Records supplied section start
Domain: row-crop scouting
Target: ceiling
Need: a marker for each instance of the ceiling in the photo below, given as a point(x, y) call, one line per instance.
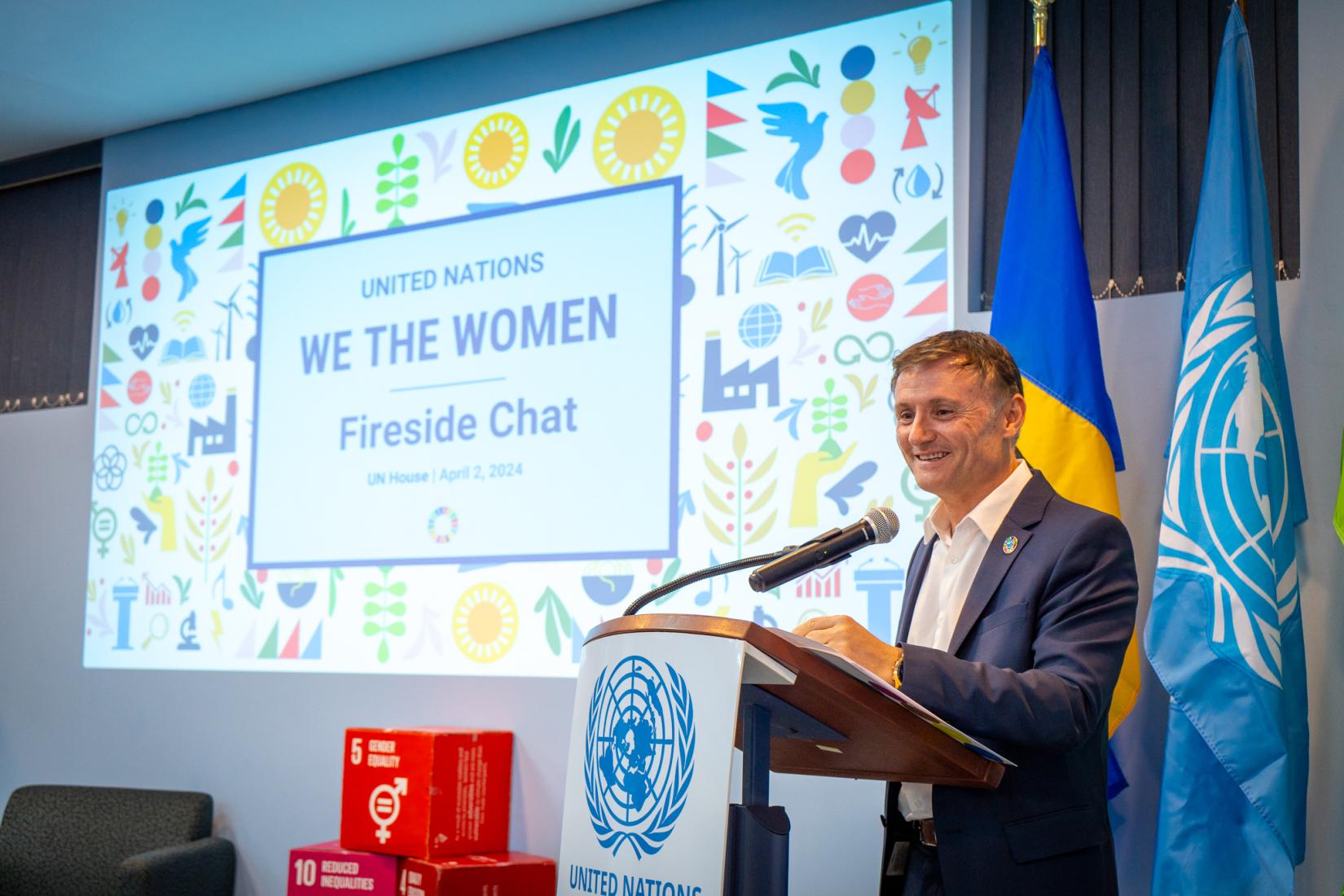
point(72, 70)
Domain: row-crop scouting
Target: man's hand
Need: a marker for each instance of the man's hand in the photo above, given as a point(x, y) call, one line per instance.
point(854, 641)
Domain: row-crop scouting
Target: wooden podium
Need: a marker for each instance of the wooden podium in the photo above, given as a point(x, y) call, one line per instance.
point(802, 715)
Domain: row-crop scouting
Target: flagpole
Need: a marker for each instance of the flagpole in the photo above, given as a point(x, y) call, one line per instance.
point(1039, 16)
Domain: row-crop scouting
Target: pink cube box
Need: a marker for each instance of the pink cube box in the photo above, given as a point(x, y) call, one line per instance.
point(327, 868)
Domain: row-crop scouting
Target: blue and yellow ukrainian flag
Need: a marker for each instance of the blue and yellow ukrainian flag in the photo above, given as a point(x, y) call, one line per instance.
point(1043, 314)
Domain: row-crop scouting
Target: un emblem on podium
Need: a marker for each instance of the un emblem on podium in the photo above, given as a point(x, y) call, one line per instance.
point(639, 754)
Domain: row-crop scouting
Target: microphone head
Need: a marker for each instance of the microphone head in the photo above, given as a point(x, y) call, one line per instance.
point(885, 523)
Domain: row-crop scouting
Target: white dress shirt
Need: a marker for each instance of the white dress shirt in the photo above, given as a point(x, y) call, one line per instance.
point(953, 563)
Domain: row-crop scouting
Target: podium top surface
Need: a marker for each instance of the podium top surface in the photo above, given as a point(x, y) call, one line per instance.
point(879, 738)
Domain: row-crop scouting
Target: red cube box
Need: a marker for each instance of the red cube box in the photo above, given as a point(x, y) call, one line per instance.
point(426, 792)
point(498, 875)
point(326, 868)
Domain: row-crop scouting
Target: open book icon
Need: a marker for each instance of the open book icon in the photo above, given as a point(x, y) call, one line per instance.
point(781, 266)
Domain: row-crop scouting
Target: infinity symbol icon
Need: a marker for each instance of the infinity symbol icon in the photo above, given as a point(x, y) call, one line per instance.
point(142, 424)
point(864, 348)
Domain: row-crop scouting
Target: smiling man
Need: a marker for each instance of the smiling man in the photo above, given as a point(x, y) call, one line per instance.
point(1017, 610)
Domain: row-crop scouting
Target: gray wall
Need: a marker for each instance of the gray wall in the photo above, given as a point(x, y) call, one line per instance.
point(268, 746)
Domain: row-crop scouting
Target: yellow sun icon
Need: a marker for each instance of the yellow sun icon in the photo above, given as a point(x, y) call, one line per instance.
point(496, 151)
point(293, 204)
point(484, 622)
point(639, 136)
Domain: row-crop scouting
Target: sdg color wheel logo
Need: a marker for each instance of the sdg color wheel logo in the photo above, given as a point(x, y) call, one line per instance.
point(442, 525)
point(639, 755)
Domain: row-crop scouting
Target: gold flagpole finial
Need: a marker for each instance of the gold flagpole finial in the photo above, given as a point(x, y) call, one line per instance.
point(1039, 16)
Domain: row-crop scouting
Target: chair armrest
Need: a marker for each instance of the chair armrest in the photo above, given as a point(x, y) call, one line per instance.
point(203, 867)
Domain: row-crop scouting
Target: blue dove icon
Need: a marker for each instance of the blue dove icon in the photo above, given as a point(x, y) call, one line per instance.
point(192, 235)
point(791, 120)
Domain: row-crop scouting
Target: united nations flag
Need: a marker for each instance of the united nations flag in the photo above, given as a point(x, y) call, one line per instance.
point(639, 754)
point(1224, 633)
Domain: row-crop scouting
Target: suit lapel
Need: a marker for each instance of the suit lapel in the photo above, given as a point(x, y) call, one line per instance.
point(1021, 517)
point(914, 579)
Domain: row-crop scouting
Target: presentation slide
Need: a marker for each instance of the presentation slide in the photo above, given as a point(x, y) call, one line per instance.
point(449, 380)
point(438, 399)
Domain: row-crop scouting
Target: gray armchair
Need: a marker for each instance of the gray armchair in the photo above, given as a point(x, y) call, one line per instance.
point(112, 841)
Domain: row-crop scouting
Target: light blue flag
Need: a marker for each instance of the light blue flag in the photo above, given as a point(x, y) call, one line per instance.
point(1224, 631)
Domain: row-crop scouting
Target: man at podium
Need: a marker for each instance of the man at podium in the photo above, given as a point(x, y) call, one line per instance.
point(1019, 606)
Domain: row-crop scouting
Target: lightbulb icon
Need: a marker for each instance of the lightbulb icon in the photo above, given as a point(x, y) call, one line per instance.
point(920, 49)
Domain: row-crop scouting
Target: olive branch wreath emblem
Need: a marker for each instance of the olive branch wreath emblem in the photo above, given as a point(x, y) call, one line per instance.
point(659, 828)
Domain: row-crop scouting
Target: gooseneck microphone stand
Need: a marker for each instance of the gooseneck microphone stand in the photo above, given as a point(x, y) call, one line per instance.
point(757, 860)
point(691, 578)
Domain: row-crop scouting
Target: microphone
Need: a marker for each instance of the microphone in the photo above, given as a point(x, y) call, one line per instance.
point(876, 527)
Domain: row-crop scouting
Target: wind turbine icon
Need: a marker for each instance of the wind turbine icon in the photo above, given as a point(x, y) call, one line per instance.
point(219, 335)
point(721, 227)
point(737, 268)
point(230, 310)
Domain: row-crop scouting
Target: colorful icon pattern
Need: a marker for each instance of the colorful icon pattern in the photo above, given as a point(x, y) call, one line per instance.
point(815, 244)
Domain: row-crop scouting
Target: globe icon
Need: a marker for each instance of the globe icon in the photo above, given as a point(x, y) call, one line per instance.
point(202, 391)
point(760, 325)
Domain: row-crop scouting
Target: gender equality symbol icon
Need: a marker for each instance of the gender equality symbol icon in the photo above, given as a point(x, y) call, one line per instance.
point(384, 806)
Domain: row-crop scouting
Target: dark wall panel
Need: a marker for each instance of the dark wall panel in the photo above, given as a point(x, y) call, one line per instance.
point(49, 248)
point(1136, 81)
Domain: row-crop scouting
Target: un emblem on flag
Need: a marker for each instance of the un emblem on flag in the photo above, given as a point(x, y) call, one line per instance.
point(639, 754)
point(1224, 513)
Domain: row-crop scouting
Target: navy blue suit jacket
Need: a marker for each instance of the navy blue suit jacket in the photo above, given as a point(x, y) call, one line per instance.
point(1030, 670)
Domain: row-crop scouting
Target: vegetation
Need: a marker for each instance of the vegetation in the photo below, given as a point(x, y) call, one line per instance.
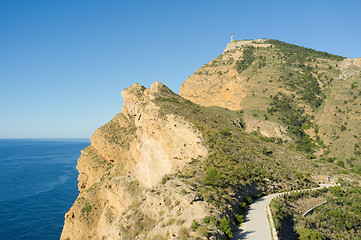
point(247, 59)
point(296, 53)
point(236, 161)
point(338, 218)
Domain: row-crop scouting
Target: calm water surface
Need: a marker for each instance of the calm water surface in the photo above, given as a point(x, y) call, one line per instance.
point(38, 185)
Records supplied section end
Exercise prompt — The records above are to be transcribed word for word. Skip the images.

Response —
Domain: row-crop scouting
Target: ceiling
Need: a marker for each instance of the ceiling in the photo below, given as a point(x, y) call, one line per instance.
point(72, 70)
Domain: row-crop scouting
Target: man's hand
Need: a marker for each instance of the man's hand in the photo above, given as a point(x, y) call, one line per instance.
point(854, 641)
Domain: row-crop scouting
Target: wooden podium
Need: a marker for each instance of the wooden podium in the photo above, given as a point(x, y) call, one line per instance.
point(802, 715)
Domain: row-crop scouting
Target: flagpole
Need: a marker for each instance of the flagpole in the photo above, given as a point(x, y) call, one line per instance.
point(1039, 16)
Domain: row-crop scouting
Target: pink cube box
Need: a marker for each instance of the pink cube box in the photo above, given as a point(x, y) call, one line per instance.
point(327, 868)
Domain: row-crop scouting
Target: blue and yellow ukrainian flag
Need: a marker for each instance of the blue and yellow ukrainian flag in the photo above, given as a point(x, y) call, one line per instance.
point(1043, 314)
Domain: row-crop scouting
Target: un emblem on podium
Need: a marker for each instance of the un emblem on podium in the photo above, given as a point(x, y) call, one line per instance.
point(639, 754)
Domain: row-crop scouting
Target: microphone head
Need: a marker for each instance of the microphone head in the photo above, given as a point(x, y) call, one line per instance.
point(885, 523)
Domain: row-crop scouting
Target: white dress shirt
Need: a marker for each instance of the white dress shirt in the photo above, given as a point(x, y) call, one line per instance.
point(953, 563)
Domain: row-crop scouting
Target: podium top surface
Need: a marker for each instance of the podium top surface in the photo above, given as a point(x, y) call, one line per instance.
point(879, 738)
Domain: row-crop scouting
Target: red cube box
Need: a marker for each instance of the red cube box in the photo above, given as a point(x, y) call, one line per instance.
point(426, 792)
point(498, 875)
point(326, 868)
Domain: row-crop scouting
Target: open book icon
Need: a marker for each instance of the open book icon in the photo above, given as a point(x, y) call, one line per instance.
point(781, 266)
Domain: row-crop scouting
Target: infinity symbol icon
Need: a marker for each instance of the infinity symbol icon in the photo above, given as a point(x, y) call, one line per instance.
point(142, 424)
point(864, 348)
Domain: row-crop scouting
Target: smiling man
Need: a marker for each instance of the smiling man in the photo above, given as a point(x, y) call, one line per instance.
point(1017, 610)
Domain: row-crop scouting
Target: gray wall
Need: a marker for each instance of the gray wall in the photo above, given as a point(x, y) call, one line per instance.
point(268, 746)
Domain: row-crop scouting
Target: yellow sun icon
Need: a marker for each instance of the yellow sun icon in the photo above, given as a point(x, y) call, one line per instance.
point(496, 151)
point(293, 204)
point(484, 622)
point(639, 136)
Domain: row-crop scouting
Target: sdg color wheel logo
Need: a marker for each instance of the sdg color wheel logo in the photo above, given as a point(x, y) call, one line per instance.
point(442, 525)
point(639, 755)
Domain: row-crop scouting
Target: gold flagpole finial
Need: a marker for each instance of the gold flagpole finial in the photo above, given as a point(x, y) call, one line per instance.
point(1039, 16)
Domain: row-crop scouting
Target: chair armrest
Need: a marker for each instance of the chair armrest in the photo above, given as a point(x, y) call, one line per instance.
point(203, 867)
Domain: row-crop scouting
Target: blue dove icon
Need: a marker for each instance of the blue dove icon in the photo above, given as a point(x, y) call, one line per instance.
point(192, 235)
point(791, 120)
Domain: row-crop scouting
Target: united nations flag
Need: a marker for each instance of the united nations flag in the photo above, given as a point(x, y) call, one line per instance.
point(639, 754)
point(1224, 633)
Domain: row-crop scouting
Target: suit lapel
Need: a marker for each instance of the suit lapel in the photo above, given as a point(x, y) call, one line per instance.
point(1021, 517)
point(914, 579)
Domain: row-crop scouting
Target: presentation slide
Need: a marker for each instance of the presentation slide in the photo above, given as a point(x, y) call, one line per instance.
point(449, 380)
point(438, 399)
Domain: row-crop scouting
Target: gray armchair
Need: a marker for each instance of the gray armchair in the photo above, given as a point(x, y) call, one line per instance.
point(112, 841)
Domain: row-crop scouting
Target: light blue flag
Need: a marker for each instance of the light blue flag in the photo above, given as a point(x, y) call, one line per instance.
point(1224, 631)
Domain: row-crop scouting
Target: man at podium
Need: a marker for each instance of the man at podium in the photo above, given as a point(x, y) call, one line per instance.
point(1019, 606)
Domain: row-crop scouting
Target: lightbulb icon
Need: a marker for each instance of the lightbulb icon in the photo above, given as a point(x, y) call, one line per instance.
point(920, 49)
Domain: row-crop scouting
Target: olive branch wreath emblem
Need: a marker for each instance of the olive branch wreath emblem in the photo above, given as a point(x, y) call, one line per instance.
point(659, 828)
Domain: row-crop scouting
Target: gooseneck microphone stand
Need: a marker for each instance of the gooseneck microphone stand in the photo above, given as a point(x, y) call, one line per instance.
point(757, 860)
point(691, 578)
Domain: row-crop scouting
Target: microphone
Need: a marker for each instance of the microphone in the photo above, given as a point(x, y) call, one line per instance.
point(876, 527)
Domain: row-crop scouting
Target: wind turbine icon
Need: a marker for each instance of the wind turbine icon in the photo above, given as a point(x, y) call, one line per instance.
point(219, 335)
point(721, 227)
point(737, 268)
point(230, 310)
Domain: row-crop scouting
Target: colorful icon pattern
Need: a marker for each instance of the colorful icon pattern in the photo above, given as a point(x, y) call, one line per instance.
point(815, 244)
Domain: row-crop scouting
Target: globe icon
Need: a marker for each instance of the globe icon in the photo above, given as a point(x, y) call, one line per instance.
point(202, 391)
point(760, 325)
Domain: row-crop scouting
Target: gender equality symbol icon
Need: a marker for each instance of the gender equality symbol icon in the photo above, given as a point(x, y) call, one line per instance.
point(384, 806)
Domain: row-crop scouting
Target: dark wall panel
Need: a marker for each instance of the dark wall panel in the photo above, given as a point(x, y) call, one line per instance.
point(49, 248)
point(1136, 81)
Domain: row-crop scouting
Target: un emblem on flag
Need: a marker for each instance of the un emblem on flag in the photo above, given as a point(x, y) call, one line per instance.
point(639, 754)
point(1224, 513)
Domain: row-crop scouting
Target: navy blue suit jacket
Need: a marker for each instance of the navy blue suit jacket in the photo above, given as a point(x, y) call, one line per instance.
point(1030, 670)
Domain: row-crop scouting
Target: vegetation
Need: a marker for each instance of the vegetation in the photo below, given as a point(x, y) call, one line per instance.
point(247, 59)
point(296, 53)
point(236, 161)
point(338, 218)
Domain: row-crop scouting
Target: calm water surface
Need: a marker for each instance of the calm water surface in the photo above, given as a point(x, y) call, one line per instance.
point(38, 185)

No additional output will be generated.